Text block –
In 1368, King Casimir III of Poland granted Bartold Tyczner, a merchant from Moravia, a part of the former royal forest to establish a town. Possibly in the late 14th century, it became a private town of the Pilecki family. The Jews migrated into the area during the 15th and 16th centuries.

The town grew and dominated the area until the mid-17th century when it was destroyed first by a Tatar and later by a Cossack invasion. Following the Partitions of Poland, during the years 1792 to 1918 Tyczyn was part of the Austrian Partition of Poland. During those years the area of Tyczyn came under administrative control of Rzeszów, a larger town and a county seat, some 8 mi north of Tyczyn. Weekly markets and eleven annual fairs were held in Tyczyn in the late 19th century.

Provided information –
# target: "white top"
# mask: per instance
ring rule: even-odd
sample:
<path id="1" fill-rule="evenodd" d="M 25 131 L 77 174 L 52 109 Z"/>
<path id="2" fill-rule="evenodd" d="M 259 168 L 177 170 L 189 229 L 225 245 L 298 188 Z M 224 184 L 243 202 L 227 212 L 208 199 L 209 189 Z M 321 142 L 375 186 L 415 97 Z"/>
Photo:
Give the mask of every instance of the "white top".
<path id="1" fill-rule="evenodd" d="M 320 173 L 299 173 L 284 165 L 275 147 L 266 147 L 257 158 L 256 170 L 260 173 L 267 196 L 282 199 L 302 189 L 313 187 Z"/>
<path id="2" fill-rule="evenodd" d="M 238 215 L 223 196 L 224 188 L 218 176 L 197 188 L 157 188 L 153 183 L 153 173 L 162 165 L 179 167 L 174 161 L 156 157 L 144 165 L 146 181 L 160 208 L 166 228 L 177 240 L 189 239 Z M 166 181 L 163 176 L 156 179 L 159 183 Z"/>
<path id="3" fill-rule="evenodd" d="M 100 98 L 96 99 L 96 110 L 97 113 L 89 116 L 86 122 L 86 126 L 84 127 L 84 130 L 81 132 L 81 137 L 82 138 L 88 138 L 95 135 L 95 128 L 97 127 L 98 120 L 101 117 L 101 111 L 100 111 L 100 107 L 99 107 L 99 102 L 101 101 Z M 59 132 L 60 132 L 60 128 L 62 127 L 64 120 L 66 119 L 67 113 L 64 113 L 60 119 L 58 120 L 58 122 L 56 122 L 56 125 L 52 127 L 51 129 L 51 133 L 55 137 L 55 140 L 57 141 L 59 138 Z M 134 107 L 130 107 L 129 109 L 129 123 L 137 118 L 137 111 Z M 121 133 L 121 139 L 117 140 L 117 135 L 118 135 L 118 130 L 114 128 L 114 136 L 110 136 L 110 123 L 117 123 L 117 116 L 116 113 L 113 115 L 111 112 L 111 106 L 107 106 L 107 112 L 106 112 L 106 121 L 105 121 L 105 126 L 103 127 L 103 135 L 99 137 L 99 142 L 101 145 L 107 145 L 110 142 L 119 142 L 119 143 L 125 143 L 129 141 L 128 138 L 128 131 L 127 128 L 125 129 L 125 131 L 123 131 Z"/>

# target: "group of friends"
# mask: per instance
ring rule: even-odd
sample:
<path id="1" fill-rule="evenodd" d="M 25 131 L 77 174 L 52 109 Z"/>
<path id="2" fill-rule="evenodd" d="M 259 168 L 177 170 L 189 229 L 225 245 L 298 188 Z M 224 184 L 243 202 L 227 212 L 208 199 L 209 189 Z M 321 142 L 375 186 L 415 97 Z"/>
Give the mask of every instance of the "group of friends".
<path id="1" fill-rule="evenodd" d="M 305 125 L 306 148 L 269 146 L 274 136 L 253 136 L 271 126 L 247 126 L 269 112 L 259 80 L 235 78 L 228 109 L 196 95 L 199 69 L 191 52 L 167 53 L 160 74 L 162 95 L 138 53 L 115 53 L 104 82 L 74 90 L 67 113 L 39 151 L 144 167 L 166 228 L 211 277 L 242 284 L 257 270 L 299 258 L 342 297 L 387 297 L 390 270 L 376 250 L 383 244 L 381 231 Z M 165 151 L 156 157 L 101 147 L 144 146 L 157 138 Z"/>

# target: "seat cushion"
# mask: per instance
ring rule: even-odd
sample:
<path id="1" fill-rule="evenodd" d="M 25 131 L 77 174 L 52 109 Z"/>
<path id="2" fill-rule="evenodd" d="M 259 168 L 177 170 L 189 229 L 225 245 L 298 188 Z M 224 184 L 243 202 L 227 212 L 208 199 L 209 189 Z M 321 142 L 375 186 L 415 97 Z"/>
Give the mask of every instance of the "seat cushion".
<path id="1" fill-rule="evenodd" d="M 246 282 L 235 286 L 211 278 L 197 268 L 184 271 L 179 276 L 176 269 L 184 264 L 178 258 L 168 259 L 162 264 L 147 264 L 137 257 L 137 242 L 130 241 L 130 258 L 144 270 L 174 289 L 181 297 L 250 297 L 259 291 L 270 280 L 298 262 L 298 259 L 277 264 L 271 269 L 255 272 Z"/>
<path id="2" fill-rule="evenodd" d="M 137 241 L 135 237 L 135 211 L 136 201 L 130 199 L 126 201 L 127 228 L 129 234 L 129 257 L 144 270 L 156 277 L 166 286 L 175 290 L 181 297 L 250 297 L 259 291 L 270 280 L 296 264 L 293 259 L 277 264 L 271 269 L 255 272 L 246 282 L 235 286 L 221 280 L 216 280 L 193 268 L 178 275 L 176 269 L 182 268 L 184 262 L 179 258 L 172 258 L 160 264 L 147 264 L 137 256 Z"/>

Aim of the exercise –
Carry on the history of Tyczyn, picking up after its final sentence. The items come from a different source than the history of Tyczyn.

Answer section –
Prior to World War II, Tyczyn had a vibrant Jewish shtetl community. During the German invasion of Poland, which started World War II, Tyczyn was captured by the Germans on September 10, 1939. The Jewish residents faced severe restrictions, relocation from their homes to the Rzeszów ghetto, deportations to forced labour and concentration camps, as well as numerous executions. In particular, there is a large mass grave for the Jewish inhabitants who were executed in the forests in the outskirts of the town. George Lucius Salton, a former resident of Tyczyn, estimates that the Nazis reduced Jewish population from approximately 2,000 people to 10 people by end of the war. According to Salton's autobiography, most of the ghetto's population, promised relocation to a large Ukrainian farm, were taken directly to Belzec where they were gassed in the designated gas chambers. On October 15, 1943, the Gestapo carried out a massacre of five Poles, including one woman, as punishment for aiding Jews. Today, sites within the town serve as memorials and learning centers for the Tyczyn's victims of the Holocaust.

== Education ==
- Wyższa Szkoła Społeczno-Gospodarcza (Social-Economic High School)

==Notable people==
- Eliezer Schindler, Jewish poet and activist.